====== THE DATA ======

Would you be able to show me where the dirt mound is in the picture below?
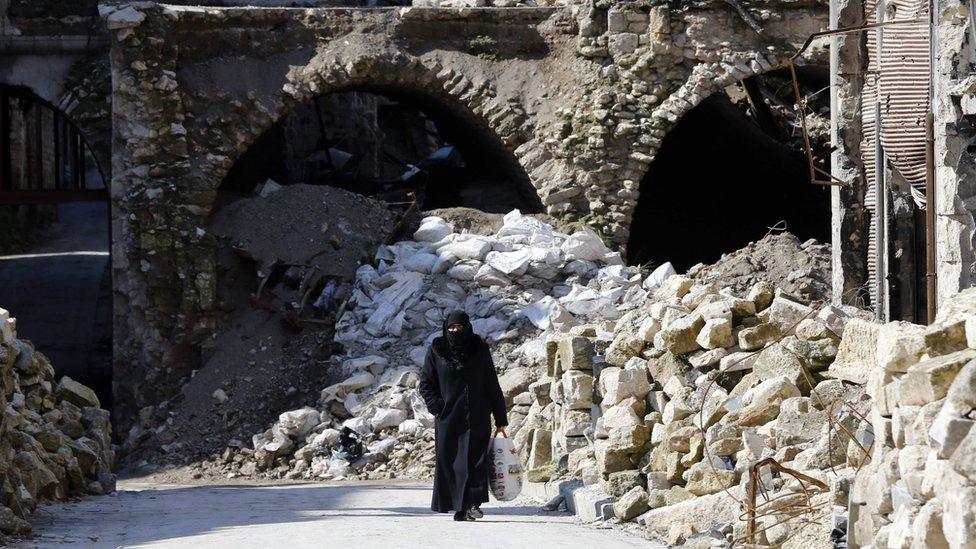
[126,185,393,470]
[424,208,558,235]
[688,232,830,302]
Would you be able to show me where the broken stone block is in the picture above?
[780,336,837,372]
[796,318,840,343]
[768,297,814,334]
[498,368,539,406]
[898,349,976,406]
[526,429,552,470]
[600,405,643,429]
[593,439,633,475]
[877,322,925,372]
[637,317,661,343]
[942,486,976,547]
[746,280,776,311]
[529,378,552,406]
[647,353,691,385]
[607,425,651,454]
[604,332,644,368]
[827,318,881,385]
[739,322,779,351]
[907,499,949,549]
[559,408,593,437]
[688,347,729,369]
[557,337,593,370]
[600,469,645,498]
[58,376,101,408]
[657,313,705,355]
[685,461,738,496]
[562,370,593,410]
[613,486,649,522]
[776,397,827,448]
[752,345,813,393]
[947,360,976,409]
[925,320,968,356]
[600,368,651,408]
[654,275,695,301]
[695,318,735,349]
[718,352,759,372]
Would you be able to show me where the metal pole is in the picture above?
[874,102,888,320]
[0,85,10,190]
[925,112,936,324]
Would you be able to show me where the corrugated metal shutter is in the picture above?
[861,0,930,308]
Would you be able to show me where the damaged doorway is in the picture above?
[0,85,113,411]
[126,89,542,467]
[221,89,543,213]
[627,67,830,271]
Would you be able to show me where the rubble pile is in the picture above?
[524,274,872,547]
[224,210,664,478]
[846,288,976,547]
[212,211,842,488]
[0,309,115,537]
[123,184,394,470]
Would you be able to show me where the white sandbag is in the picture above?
[644,261,678,292]
[474,265,512,287]
[365,272,424,336]
[495,210,553,246]
[471,316,508,337]
[561,227,610,261]
[522,295,556,330]
[401,253,439,274]
[440,238,491,261]
[413,217,454,242]
[485,248,532,276]
[488,437,522,501]
[447,259,481,280]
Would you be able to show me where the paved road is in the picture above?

======

EXERCISE REQUIREMENTS -
Rewrite all of the entries above as a numbered list, skipping any blank lines. Leave the picture out of your answer.

PROBLEM SOLUTION -
1. Would you be able to show me where the dirt mound is in the picture below?
2. [126,185,393,470]
3. [424,208,558,235]
4. [688,232,830,302]
5. Would you be able to show me where the broken stone block is in the picture above?
6. [780,336,837,372]
7. [796,318,840,343]
8. [768,297,814,334]
9. [498,368,539,406]
10. [898,349,976,406]
11. [526,429,552,470]
12. [600,405,643,429]
13. [593,439,633,475]
14. [877,322,925,372]
15. [637,317,661,343]
16. [942,486,976,547]
17. [746,280,776,311]
18. [529,378,552,406]
19. [647,353,691,385]
20. [607,425,651,454]
21. [604,332,644,368]
22. [827,318,881,385]
23. [739,322,779,351]
24. [907,499,949,549]
25. [559,408,593,437]
26. [688,347,729,369]
27. [557,337,593,370]
28. [600,469,645,498]
29. [58,376,101,408]
30. [657,313,705,355]
31. [685,461,738,496]
32. [562,370,593,410]
33. [613,486,649,522]
34. [776,397,827,448]
35. [752,345,813,393]
36. [947,360,976,409]
37. [925,320,968,356]
38. [600,368,651,408]
39. [654,275,695,301]
40. [695,318,735,349]
41. [718,352,759,372]
42. Would you be able to show me where the metal pole is in the picture above?
43. [874,102,888,320]
44. [0,85,10,190]
45. [925,112,936,324]
46. Would you be able to show me where the corrugated metal shutter is in the picture above?
47. [861,0,930,308]
48. Would you be able to show me where the damaged doorway is in the picture above?
49. [0,85,113,411]
50. [126,89,542,467]
51. [221,89,543,213]
52. [627,67,830,271]
53. Would you be able to show me where the rubble pile is in the picture above?
54. [524,274,872,547]
55. [224,210,664,478]
56. [846,288,976,547]
57. [212,211,842,488]
58. [0,309,115,537]
59. [123,184,394,470]
60. Would you be able to show me where the white sandbag is in the picture above?
61. [644,261,678,292]
62. [474,265,512,287]
63. [365,272,424,336]
64. [495,210,553,246]
65. [471,316,508,337]
66. [561,227,610,261]
67. [522,295,556,330]
68. [401,253,439,274]
69. [440,238,491,261]
70. [413,217,454,242]
71. [485,248,532,276]
72. [488,437,522,501]
73. [447,259,481,280]
74. Would you be able to show me where the paved road is in the picture above?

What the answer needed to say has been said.